Venture capitalists are committed to funding America’s most innovative entrepreneurs and working alongside them to transform breakthrough ideas into emerging growth companies that drive U.S. job creation and economic growth.The NVCA or National Venture Capital Association, serves as the definitive resource for venture capital data and unites its over 300 member firms through a full range of professional services.The data retrieved from Quandl through R originates from the NVCA yearbook, which includes a comprehensive analysis of U.S. venture capital industry statistics. Values in USD million.

Our analysis is aimed at studying the trends of venture capital investments in multiple forays of the country.These include investments made towards Clean Technology, Corporate Technology and also the investments made across the countries in different geographical regions.

Data loading and data cleaning activities:

#Installing packages and running respective libraries
#install.packages("Quandl")
#install.packages("GGally")
library(Quandl)
library(ggplot2)
library(GGally)
library(lubridate)
#To allow more than 50 calls/day to data from Quandl add authentication function
Quandl.auth("hY9Sz5Q699v8hBswx2JV")

#Create dataframes
corpInv = Quandl("NVCA/VENTURE_3_32")
cleantech_inv = Quandl("NVCA/VENTURE_3_33")
vcInv_Region = Quandl("NVCA/VENTURE_3_08")
vcInv_Stage = Quandl("NVCA/VENTURE_3_09")

#Replacing the column names to make them clearer for users
colnames(vcInv_Region)[which(names(vcInv_Region) == "Silicon Valley")] <- "SiliconValley"
colnames(vcInv_Region)[which(names(vcInv_Region) == "Upstate NY")] <- "UpstateNY"
colnames(vcInv_Region)[which(names(vcInv_Region) == "Sacramento/N.Cal")] <- "Sacramento"
colnames(cleantech_inv)[which(names(cleantech_inv) == "Clean Technology Investments ($M)")] <- "CTInvestmentInMillions"
colnames(corpInv)[which(names(corpInv) == "Number of All Venture Capital Deals")] <- "TotalVCDeals"
colnames(corpInv)[which(names(corpInv) == "Number of Deals with CVC Involvement")] <- "TotalDealsCVC"
colnames(corpInv)[which(names(corpInv) == "Percentage of Deals with CVC Involvment")] <- "PercentageDealsCVC"
colnames(corpInv)[which(names(corpInv) == "Avg Amt of All VC Deals ($M)")] <- "AvgAmtVCDealsMils"
colnames(corpInv)[which(names(corpInv) == "Total VC Investment ($M)")] <- "TotalVCInvInMils"
colnames(corpInv)[which(names(corpInv) == "Percentage of Dollars Coming from CVCs")] <- "PerDollarsfromCVC"
colnames(corpInv)[which(names(corpInv) == "Total CVC Investment ($M)")] <- "CVCInvInMillions"

#Obtaining year component from Date format
corpInv$Yearis <- year(corpInv$Year)
cleantech_inv$Yearis <- year(cleantech_inv$Year)
vcInv_Region$Yearis <- year(vcInv_Region$Year)

#Creating a subset from the Investment by Regions dataframe to transform to Time Series
vcvInv_ts<-as.data.frame(subset(vcInv_Region, select = SiliconValley:Sacramento))

* SHORT TASK 1
In the venture capital walkthrough, why does the script call Quandl.auth? Answer in one to three sentences.
The listing is unrelated to the venture capital walkthrough.

Entries from an annotation dataset

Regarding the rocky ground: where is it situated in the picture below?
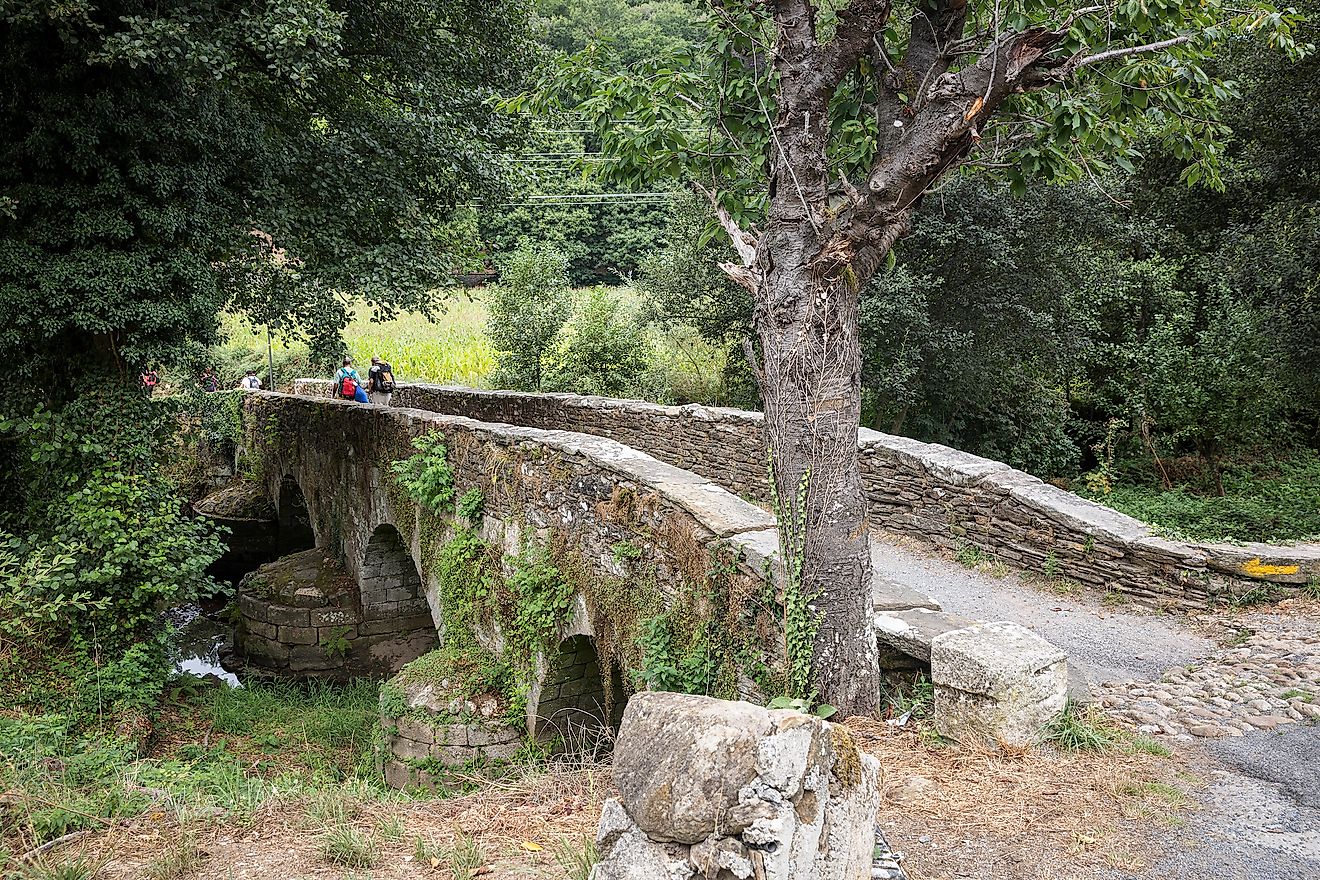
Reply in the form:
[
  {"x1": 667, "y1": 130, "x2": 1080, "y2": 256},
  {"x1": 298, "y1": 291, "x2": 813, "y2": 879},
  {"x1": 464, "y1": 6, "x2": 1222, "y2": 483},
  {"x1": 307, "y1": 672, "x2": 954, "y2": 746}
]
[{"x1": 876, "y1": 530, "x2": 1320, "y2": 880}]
...
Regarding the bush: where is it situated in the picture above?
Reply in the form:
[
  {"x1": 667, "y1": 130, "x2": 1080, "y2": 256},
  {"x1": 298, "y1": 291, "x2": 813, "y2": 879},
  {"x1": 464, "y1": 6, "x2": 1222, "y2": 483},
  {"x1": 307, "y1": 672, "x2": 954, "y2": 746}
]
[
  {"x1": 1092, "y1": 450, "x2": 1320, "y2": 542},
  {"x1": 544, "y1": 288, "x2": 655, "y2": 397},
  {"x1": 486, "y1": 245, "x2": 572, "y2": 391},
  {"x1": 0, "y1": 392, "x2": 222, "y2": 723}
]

* SHORT TASK 2
How many lines of the listing contain the word "where"? Give only the number.

* REPLY 1
It adds authentication so the script can make more than 50 calls per day to Quandl's data.

* REPLY 2
2